- Work instructions:
Output every line of the data below as a JSON list of strings, one string per line, with blank lines omitted. Leave the pictures out of the list.

Point labeling data
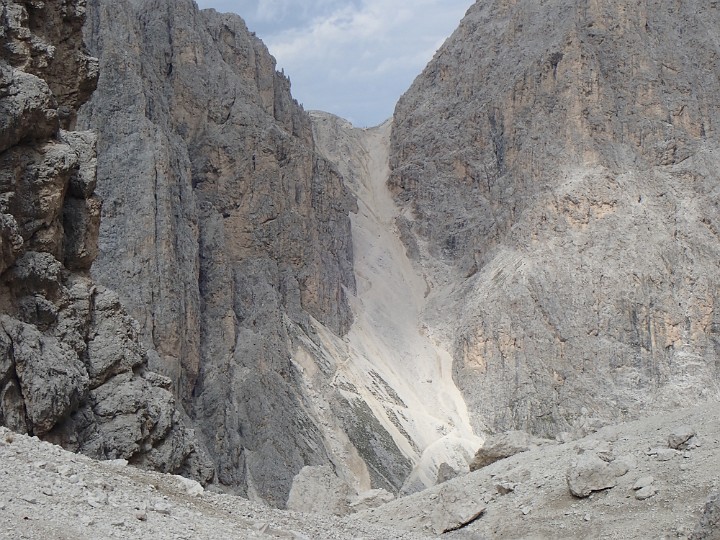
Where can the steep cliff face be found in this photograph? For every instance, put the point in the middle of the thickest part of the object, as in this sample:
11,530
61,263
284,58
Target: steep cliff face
72,369
226,234
557,165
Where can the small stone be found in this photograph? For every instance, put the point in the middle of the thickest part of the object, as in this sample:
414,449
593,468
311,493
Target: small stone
665,454
645,493
161,508
262,527
643,482
504,488
589,473
680,436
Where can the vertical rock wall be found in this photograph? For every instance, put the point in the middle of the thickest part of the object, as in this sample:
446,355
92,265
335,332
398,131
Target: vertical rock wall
72,369
557,163
222,229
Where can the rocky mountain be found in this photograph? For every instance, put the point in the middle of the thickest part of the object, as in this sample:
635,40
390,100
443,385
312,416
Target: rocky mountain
72,369
342,314
556,164
228,237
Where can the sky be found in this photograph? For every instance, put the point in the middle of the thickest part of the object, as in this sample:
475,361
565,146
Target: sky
353,58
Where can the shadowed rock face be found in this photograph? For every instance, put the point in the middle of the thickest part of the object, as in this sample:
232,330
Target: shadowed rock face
222,229
72,369
557,162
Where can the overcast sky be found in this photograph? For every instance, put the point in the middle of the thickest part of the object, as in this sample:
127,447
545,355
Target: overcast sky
353,58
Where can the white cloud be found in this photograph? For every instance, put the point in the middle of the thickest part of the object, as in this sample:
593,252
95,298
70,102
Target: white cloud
352,57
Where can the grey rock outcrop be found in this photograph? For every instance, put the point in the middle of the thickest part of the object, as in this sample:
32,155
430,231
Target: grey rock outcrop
318,490
557,163
225,233
590,473
682,438
502,446
72,369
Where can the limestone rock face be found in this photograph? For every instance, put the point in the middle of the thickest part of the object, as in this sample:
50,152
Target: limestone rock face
72,369
225,233
557,165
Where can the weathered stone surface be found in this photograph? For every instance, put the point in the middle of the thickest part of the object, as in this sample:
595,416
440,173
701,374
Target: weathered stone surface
445,473
367,500
589,473
222,229
680,437
454,509
557,162
72,369
318,490
645,493
502,446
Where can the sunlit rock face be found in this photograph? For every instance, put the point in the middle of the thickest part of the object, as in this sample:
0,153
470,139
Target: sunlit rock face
557,166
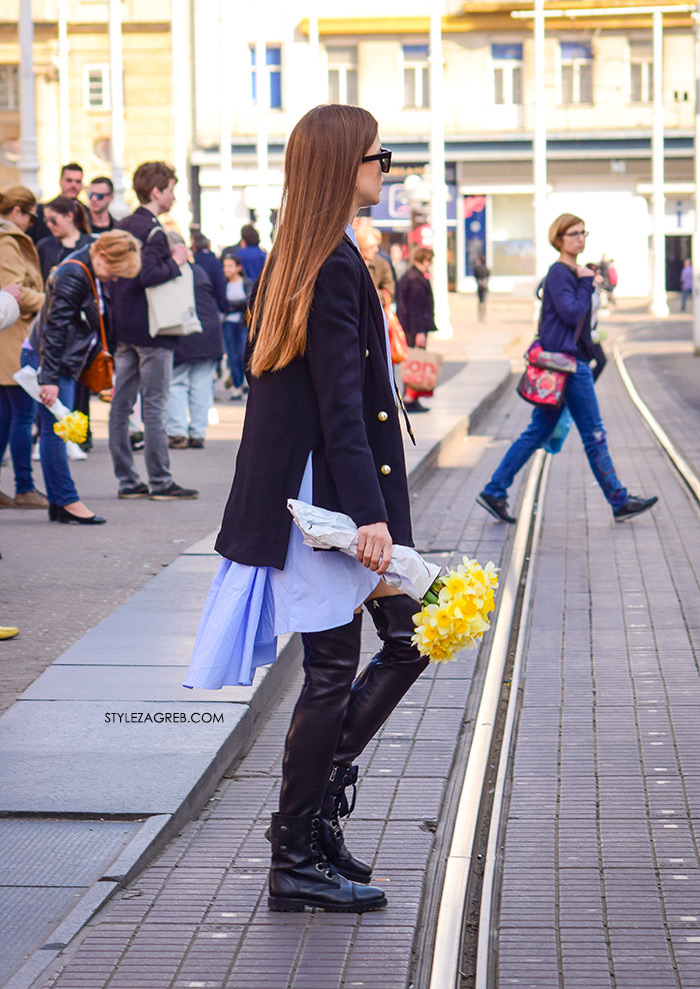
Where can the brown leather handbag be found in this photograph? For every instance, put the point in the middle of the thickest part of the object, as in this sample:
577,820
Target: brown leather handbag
98,373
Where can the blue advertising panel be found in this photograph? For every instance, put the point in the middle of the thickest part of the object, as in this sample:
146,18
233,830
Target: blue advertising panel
474,230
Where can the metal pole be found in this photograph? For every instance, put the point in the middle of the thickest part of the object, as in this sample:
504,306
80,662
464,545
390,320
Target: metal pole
315,50
28,164
63,83
539,147
226,95
659,306
262,94
116,79
181,93
696,232
438,207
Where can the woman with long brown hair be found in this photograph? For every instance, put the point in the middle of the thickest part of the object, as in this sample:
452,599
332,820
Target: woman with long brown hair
322,425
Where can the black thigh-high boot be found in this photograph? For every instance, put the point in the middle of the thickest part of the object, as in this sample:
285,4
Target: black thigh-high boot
300,874
374,695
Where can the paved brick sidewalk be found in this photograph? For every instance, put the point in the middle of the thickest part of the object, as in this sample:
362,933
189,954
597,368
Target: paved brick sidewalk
601,881
198,915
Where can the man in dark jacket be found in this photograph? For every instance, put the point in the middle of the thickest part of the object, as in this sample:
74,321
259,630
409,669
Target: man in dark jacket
196,357
204,256
415,308
144,363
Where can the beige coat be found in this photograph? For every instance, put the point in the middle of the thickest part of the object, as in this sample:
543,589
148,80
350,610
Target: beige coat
19,263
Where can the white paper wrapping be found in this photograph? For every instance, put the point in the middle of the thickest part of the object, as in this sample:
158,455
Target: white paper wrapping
27,378
322,529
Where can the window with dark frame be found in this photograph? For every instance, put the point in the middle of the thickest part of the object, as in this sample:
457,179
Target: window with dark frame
342,74
273,61
416,77
576,72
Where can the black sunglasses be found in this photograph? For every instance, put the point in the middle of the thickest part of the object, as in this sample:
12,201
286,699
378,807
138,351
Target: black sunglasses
384,159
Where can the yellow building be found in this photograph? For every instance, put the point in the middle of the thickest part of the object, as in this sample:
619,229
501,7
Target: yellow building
148,104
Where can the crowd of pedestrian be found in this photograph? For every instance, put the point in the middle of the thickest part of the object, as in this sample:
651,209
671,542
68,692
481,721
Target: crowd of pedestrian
85,282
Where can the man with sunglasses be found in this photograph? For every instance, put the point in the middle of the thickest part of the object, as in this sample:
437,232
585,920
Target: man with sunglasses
100,196
71,183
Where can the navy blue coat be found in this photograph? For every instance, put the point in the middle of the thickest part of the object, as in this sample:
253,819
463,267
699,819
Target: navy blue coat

- Solved problem:
[
  "Where can the steep cliff face be found in this photograph? For every instance, put the point in the middle of the thickest part of the object, as in this sample:",
  "11,530",
  "61,263",
  "284,58",
  "Target: steep cliff face",
  "72,369",
  "226,234",
  "557,165",
  "Where can the small stone be found in this photograph? For every instance, put the point in the middle of the thickest part of the object, as in this sample:",
  "414,449",
  "593,468",
  "311,493",
  "Target: small stone",
  "665,454",
  "645,493",
  "161,508",
  "262,527",
  "643,482",
  "504,488",
  "589,473",
  "680,436",
  "Where can the vertical rock wall be found in this photograph? For every instance, put the point in the middle of the thickest part of the object, as in this sample:",
  "446,355",
  "92,265",
  "335,332",
  "398,131",
  "Target: vertical rock wall",
  "72,369",
  "557,163",
  "222,229",
  "Where can the rocky mountain be found in this photograph? For every instance, put the point in the middle of the thickest part of the object, as in this sample:",
  "635,40",
  "390,100",
  "443,385",
  "312,416",
  "Target: rocky mountain",
  "72,369",
  "342,314",
  "556,164",
  "228,237",
  "Where can the sky be found in this photograph? For every instance, put the point in the middle of the thickest part of the object, as in this sample:",
  "475,361",
  "565,146",
  "Target: sky",
  "353,58",
  "Where can the shadowed rock face be found in this photograph? For every instance, put the point in the middle of the thickest part of the object, as in this sample:",
  "232,330",
  "Target: shadowed rock face",
  "222,229",
  "72,369",
  "557,162",
  "Where can the overcast sky be found in this photograph? For every instance, put the point in the middle of the thickest part of the object, as in this sample:",
  "127,447",
  "545,355",
  "Target: overcast sky",
  "353,58",
  "Where can the white cloud be found in this photograph? For every instance, put the point in the middle of the thickest part of the object, as in this sample:",
  "593,252",
  "95,298",
  "70,102",
  "Target: white cloud",
  "352,57",
  "Where can the grey rock outcrop be found in this photograph? For every instance, put the point in the middle of the thickest part of the object, as in this sample:",
  "32,155",
  "430,231",
  "Target: grey rock outcrop",
  "318,490",
  "557,163",
  "225,233",
  "590,473",
  "682,438",
  "502,446",
  "72,369",
  "Where can the limestone rock face be found in this photograph? For every instance, put the point in the middle of the thickest part of the object, as in this sample:",
  "50,152",
  "Target: limestone rock face",
  "72,369",
  "225,233",
  "557,165",
  "Where can the weathered stone surface be found in this photograph? For every instance, put the point in the middle of the thickest part of the object, as in this sample:",
  "595,416",
  "440,173",
  "701,374",
  "Target: weathered stone surface",
  "445,473",
  "367,500",
  "589,473",
  "222,229",
  "680,437",
  "454,509",
  "557,162",
  "72,369",
  "318,490",
  "645,493",
  "502,446",
  "Where can the sunlit rock face be found in this photograph? For every instance, put the point in the middle of the thickest part of the object, as in this sample:",
  "0,153",
  "470,139",
  "Target: sunlit rock face",
  "557,166",
  "Where can the brown leather handbag be found in this photograph? For every instance, put the point in the middle of the thickest part of the object, as in this sample:",
  "577,820",
  "Target: brown leather handbag",
  "98,373",
  "Where can the blue advertising panel be found in this photograph? For every instance, put the point in the middle of the thickest part of the object, as in this sample:",
  "146,18",
  "233,830",
  "Target: blue advertising panel",
  "474,230",
  "Where can the metal pole be found in this photograph? For every instance, put the point in the middle of the thickest part of the object, as in this sample:",
  "504,306",
  "80,662",
  "464,545",
  "390,320",
  "Target: metal pole",
  "315,50",
  "28,164",
  "63,83",
  "539,147",
  "226,95",
  "659,306",
  "262,94",
  "116,79",
  "181,93",
  "696,232",
  "438,207",
  "Where can the woman with long brown hair be found in this photograph? For every instance, put the point in the middle of the thickest part of the object, as in this sample:",
  "452,599",
  "332,820",
  "Target: woman with long brown hair",
  "322,425",
  "Where can the black thigh-high boot be found in this photograph? For every instance, put the point in the middle of the thickest part of the object, as in this sample:",
  "285,4",
  "Target: black thigh-high boot",
  "300,874",
  "374,695",
  "Where can the paved brick sidewalk be found in this photograph? For every instance, put the point in the middle of the thickest part of the object, as in this sample:",
  "362,933",
  "189,954",
  "597,368",
  "Target: paved brick sidewalk",
  "601,881",
  "198,915",
  "Where can the man in dark jacket be found in this photograph? For every instance, put the point in the middle of the thickest part of the object, as in this sample:",
  "74,321",
  "259,630",
  "409,669",
  "Target: man in dark jacket",
  "196,357",
  "204,256",
  "415,308",
  "144,363",
  "Where can the beige coat be found in this photograph? For every instance, put the point in the middle of the thickest part of the object, as in this sample:",
  "543,589",
  "148,80",
  "350,610",
  "Target: beige coat",
  "19,263",
  "Where can the white paper wrapping be found in this photograph? For every instance, put the point in the middle of the thickest part of the object, as in this sample:",
  "158,455",
  "Target: white paper wrapping",
  "27,378",
  "322,529",
  "Where can the window with dark frame be found in this photograph? For every instance, put the point in the middle of the thickest part of the object, as in this sample:",
  "457,179",
  "Target: window with dark frame",
  "342,74",
  "273,61",
  "416,77",
  "576,72",
  "Where can the black sunglasses be found in this photograph? For every instance, put the point in the middle of the thickest part of the object, as in this sample:",
  "12,201",
  "286,699",
  "378,807",
  "138,351",
  "Target: black sunglasses",
  "384,159",
  "Where can the yellow building be found in this photograph? For every instance, put the point in the middle of the thickest part of the object, as in this sample:",
  "619,229",
  "501,7",
  "Target: yellow building",
  "148,104",
  "Where can the crowd of pedestrian be found in this photograph? For every instance, put the point in the middle of the thickest part of the object, as in this sample:",
  "651,209",
  "671,542",
  "68,692",
  "481,721",
  "Target: crowd of pedestrian",
  "85,282",
  "Where can the man with sunglasses be found in this photograph? For every instance, put the point in the middle of the thickest part of the object, as in this sample:",
  "437,232",
  "585,920",
  "Target: man with sunglasses",
  "100,196",
  "71,183",
  "Where can the navy blue coat be found in this photograph? For every instance, put the point in the middle of the thickest part of the object, as in this sample:",
  "253,819",
  "463,267",
  "699,819",
  "Target: navy blue coat"
]